▶ [Extracted entries]:
▼
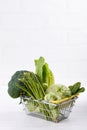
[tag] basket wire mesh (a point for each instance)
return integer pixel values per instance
(49, 111)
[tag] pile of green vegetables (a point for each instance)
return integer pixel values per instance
(40, 86)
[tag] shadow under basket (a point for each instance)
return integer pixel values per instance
(48, 111)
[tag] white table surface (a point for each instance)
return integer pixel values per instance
(12, 116)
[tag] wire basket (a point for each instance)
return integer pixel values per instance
(49, 111)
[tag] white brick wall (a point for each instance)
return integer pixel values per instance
(55, 29)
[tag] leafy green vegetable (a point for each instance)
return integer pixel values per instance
(13, 90)
(27, 83)
(61, 91)
(38, 90)
(44, 72)
(50, 97)
(47, 75)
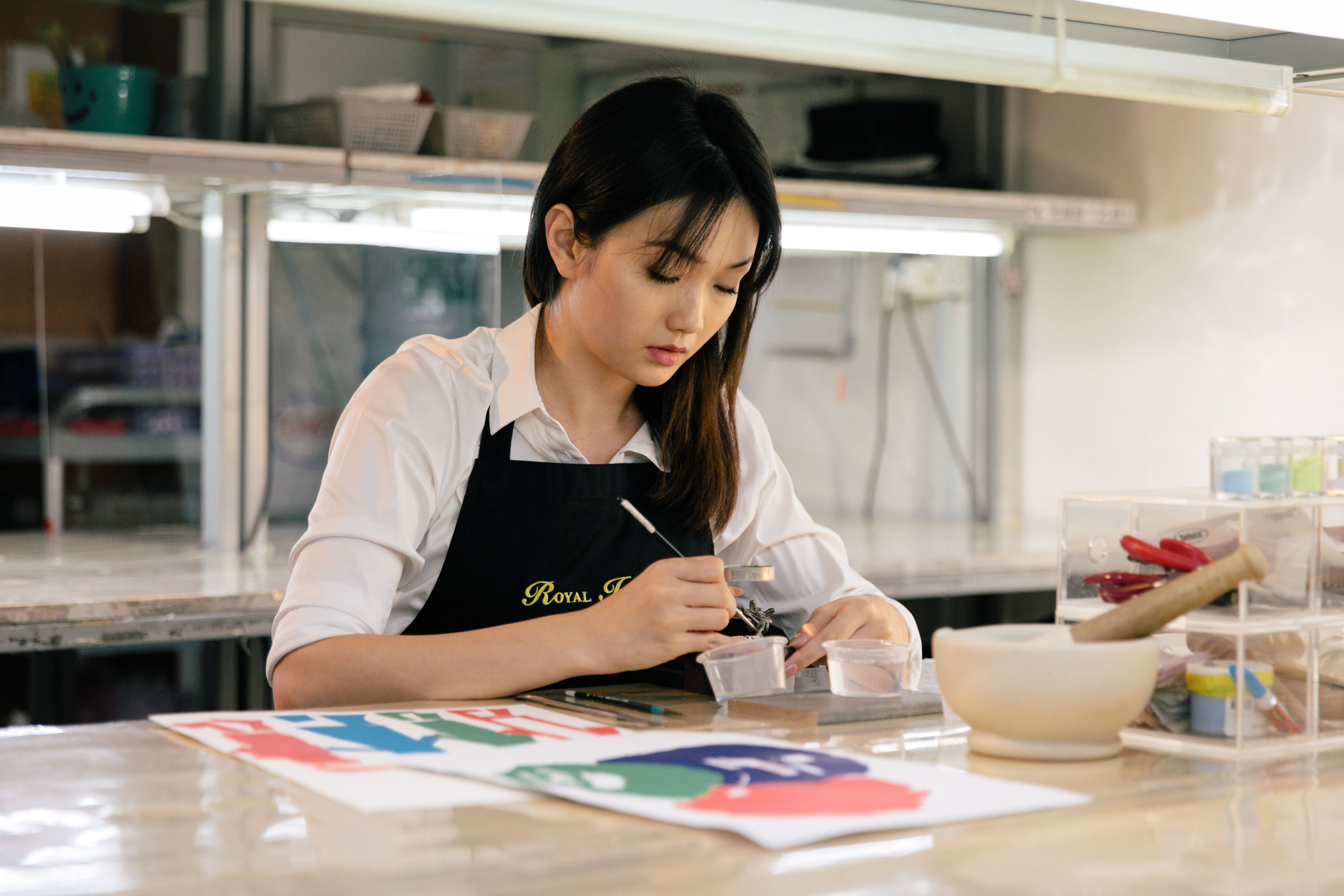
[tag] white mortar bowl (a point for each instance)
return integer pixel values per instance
(1058, 700)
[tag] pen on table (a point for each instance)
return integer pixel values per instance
(648, 526)
(623, 702)
(592, 711)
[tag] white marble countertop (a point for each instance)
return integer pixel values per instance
(930, 559)
(90, 589)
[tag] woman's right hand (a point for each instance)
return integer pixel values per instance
(675, 606)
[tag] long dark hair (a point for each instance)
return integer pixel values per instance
(650, 143)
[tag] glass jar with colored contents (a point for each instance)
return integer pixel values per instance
(1233, 466)
(1276, 464)
(1213, 699)
(1308, 470)
(1334, 449)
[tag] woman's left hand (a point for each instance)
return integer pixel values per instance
(870, 617)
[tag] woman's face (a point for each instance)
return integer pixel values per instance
(640, 322)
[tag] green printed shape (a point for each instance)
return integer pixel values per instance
(460, 730)
(632, 778)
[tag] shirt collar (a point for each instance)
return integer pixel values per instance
(514, 375)
(514, 371)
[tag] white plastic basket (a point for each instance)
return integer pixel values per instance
(478, 134)
(358, 125)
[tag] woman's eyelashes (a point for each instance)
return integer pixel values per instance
(663, 279)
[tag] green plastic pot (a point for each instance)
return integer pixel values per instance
(116, 100)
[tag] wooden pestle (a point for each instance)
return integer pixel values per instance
(1150, 612)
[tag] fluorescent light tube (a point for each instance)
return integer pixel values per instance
(508, 226)
(54, 206)
(892, 234)
(822, 34)
(362, 234)
(893, 241)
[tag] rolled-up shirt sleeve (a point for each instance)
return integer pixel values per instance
(771, 527)
(396, 458)
(338, 586)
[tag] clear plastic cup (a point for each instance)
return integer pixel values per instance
(750, 668)
(1308, 476)
(867, 668)
(1335, 465)
(1276, 465)
(1233, 466)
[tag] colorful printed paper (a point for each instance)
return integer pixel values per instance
(355, 758)
(771, 792)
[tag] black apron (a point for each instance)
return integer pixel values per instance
(537, 539)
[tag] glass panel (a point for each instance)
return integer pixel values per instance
(336, 314)
(97, 336)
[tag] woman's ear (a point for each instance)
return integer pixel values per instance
(566, 250)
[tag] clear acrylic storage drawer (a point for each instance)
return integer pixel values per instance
(1277, 644)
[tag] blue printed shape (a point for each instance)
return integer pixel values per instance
(752, 765)
(357, 728)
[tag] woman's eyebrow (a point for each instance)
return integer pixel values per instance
(679, 252)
▲
▶ [Job]:
Copy all of the records above word for word, but leave the pictures out of your copy.

▶ [Answer for the task]:
[tag] basket wire mesh (a point for each instance)
return integer pixel values per instance
(49, 111)
[tag] pile of green vegetables (a point for each instance)
return integer pixel values per instance
(40, 86)
[tag] shadow under basket (a point for each instance)
return integer pixel values per instance
(48, 111)
[tag] white table surface (a point for each instance)
return integer pixel values per instance
(12, 116)
[tag] wire basket (a point for each instance)
return integer pixel values per instance
(49, 111)
[tag] white brick wall (a point for each instance)
return integer pixel values per instance
(55, 29)
[tag] leafy green vegetable (a point for each instance)
return integer pixel values per instance
(13, 90)
(27, 83)
(61, 91)
(38, 90)
(44, 72)
(50, 97)
(47, 75)
[tag] white mortar bowl (a point for each instance)
return integer pixel values per instance
(1058, 700)
[tag] pen on table (a point for each instance)
return integer pixel values per instance
(648, 526)
(623, 702)
(592, 711)
[tag] white marble countertop (a point for each instance)
return integer pixel values per instance
(930, 559)
(90, 589)
[tag] woman's right hand (a point for each instance)
return integer pixel values per instance
(675, 606)
[tag] long dark hair (a point for each instance)
return integer pixel values per instance
(650, 143)
[tag] glass jar with colored contents (a point for each instance)
return integer pixel values per instance
(1233, 466)
(1276, 464)
(1213, 699)
(1308, 470)
(1334, 449)
[tag] woman's left hand (a point for each instance)
return integer pixel values per instance
(870, 617)
[tag] woman's face (a point for each instance)
return integer pixel values per instance
(640, 322)
[tag] green printed shape (a point for each instance)
return integer pixel values per instance
(460, 730)
(632, 778)
[tag] shirt collar (a point for each instance)
return integer pixel values per instance
(514, 375)
(514, 371)
[tag] white plastic basket (a point for each instance)
return integer pixel values per instance
(478, 134)
(358, 125)
[tag] woman's eyelashes (a point for each instance)
return integer pixel values per instance
(663, 279)
[tag] green plastic pot (a point for each instance)
return integer pixel values per instance
(116, 100)
[tag] wooden pestle (a point for each instance)
return integer pixel values per instance
(1150, 612)
[tag] fluorescent light tube (a point for each instance)
return integer pixel values per instance
(508, 226)
(54, 206)
(892, 234)
(822, 34)
(362, 234)
(893, 241)
[tag] rolled-up shirt sleeve (a point for each instance)
return integer pixel values per instance
(771, 527)
(396, 458)
(338, 586)
[tag] clear plastic cup (a point for each instance)
return integer pixel values per instance
(750, 668)
(1308, 476)
(867, 668)
(1335, 465)
(1276, 465)
(1233, 466)
[tag] colorful printed paper (a point for each instance)
return integer pixel values per instance
(355, 758)
(771, 792)
[tag] black apron (a point for each instance)
return integer pixel values per instance
(537, 539)
[tag] glass panel (a point for each instance)
return integer pixel values per instance
(336, 314)
(97, 336)
[tag] woman's ear (a point for each instance)
return integer pixel values per instance
(566, 250)
[tag] clear acrylic storage drawer (a point for each instance)
return integer pixel values per instance
(1277, 644)
[tag] blue printed shape (a point for each instance)
return integer pixel values per instance
(752, 765)
(357, 728)
[tag] woman's eyebrow (a point for each instance)
return integer pixel values per instance
(679, 252)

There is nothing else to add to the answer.